>>
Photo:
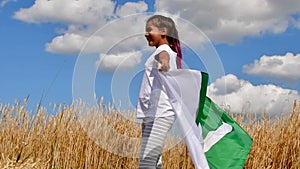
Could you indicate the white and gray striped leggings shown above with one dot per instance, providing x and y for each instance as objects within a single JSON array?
[{"x": 154, "y": 131}]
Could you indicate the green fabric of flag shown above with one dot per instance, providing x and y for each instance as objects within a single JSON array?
[{"x": 231, "y": 151}]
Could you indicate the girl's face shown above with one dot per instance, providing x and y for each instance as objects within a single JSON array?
[{"x": 154, "y": 35}]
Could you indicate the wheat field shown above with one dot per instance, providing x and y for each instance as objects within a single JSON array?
[{"x": 70, "y": 139}]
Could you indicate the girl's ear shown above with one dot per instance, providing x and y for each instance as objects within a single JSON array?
[{"x": 163, "y": 31}]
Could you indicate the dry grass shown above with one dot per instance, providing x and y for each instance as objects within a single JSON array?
[{"x": 70, "y": 139}]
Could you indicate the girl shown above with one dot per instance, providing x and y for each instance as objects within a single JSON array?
[{"x": 154, "y": 107}]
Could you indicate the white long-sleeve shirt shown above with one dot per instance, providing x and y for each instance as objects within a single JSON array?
[{"x": 153, "y": 101}]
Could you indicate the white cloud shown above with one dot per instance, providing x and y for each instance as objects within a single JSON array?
[
  {"x": 4, "y": 2},
  {"x": 132, "y": 7},
  {"x": 284, "y": 68},
  {"x": 230, "y": 21},
  {"x": 122, "y": 61},
  {"x": 91, "y": 26},
  {"x": 66, "y": 12},
  {"x": 236, "y": 95}
]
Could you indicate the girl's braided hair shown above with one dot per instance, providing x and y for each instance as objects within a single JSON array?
[{"x": 172, "y": 34}]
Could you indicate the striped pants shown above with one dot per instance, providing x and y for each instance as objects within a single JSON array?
[{"x": 154, "y": 131}]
<<
• **YOUR INSTRUCTIONS**: Write out every one of the records above word for word, leaving out the pictures.

• **WORKED SOLUTION**:
Photo:
Could you indicate the white and gray striped leggings shown above with one dot per instance, providing x and y for each instance as objects within a single JSON array?
[{"x": 154, "y": 131}]
Could you indicate the green fabric of flag shown above with one dot per instance, providing x and y for each instance as objects within a single JSON array?
[{"x": 231, "y": 151}]
Could you indicate the girl's face shown above with one dot per instance, providing x and y for each instance as objects within a single JSON array?
[{"x": 154, "y": 35}]
Could you indicate the wheat field shown above with one dot per instance, providing x and y for each instance as objects within a single JSON array?
[{"x": 70, "y": 139}]
Could you indicate the girl's ear shown above with one dot per instance, providing x and y for each instance as objects within a single JSON array?
[{"x": 163, "y": 31}]
Could you indicate the dry grass shown above with one dot per instance, providing x and y for each instance as objects within a single JSON array?
[{"x": 70, "y": 139}]
Could you indicate the girl shown above with one dot per instance, providing x and y for each instance as objects within a single JSON array?
[{"x": 154, "y": 107}]
Could you indicate the white long-sleeve shirt shown above with one dot per instance, providing x and y for each instance as objects within a single JSON array?
[{"x": 153, "y": 101}]
Could you indicate the white cloud shown above with one dot per instance, providing x and y for each instance as objects within a single JSON array?
[
  {"x": 4, "y": 2},
  {"x": 132, "y": 7},
  {"x": 284, "y": 68},
  {"x": 230, "y": 21},
  {"x": 122, "y": 61},
  {"x": 91, "y": 26},
  {"x": 66, "y": 12},
  {"x": 236, "y": 95}
]
Could you indicate the girl's braided hair shown above with one dot per instance, providing x and y for each instance as objects within a single JSON array?
[{"x": 172, "y": 34}]
Could you indicate the striped pants shown above with one dot per instance, providing x and y for each instance as objects within a single JSON array?
[{"x": 154, "y": 131}]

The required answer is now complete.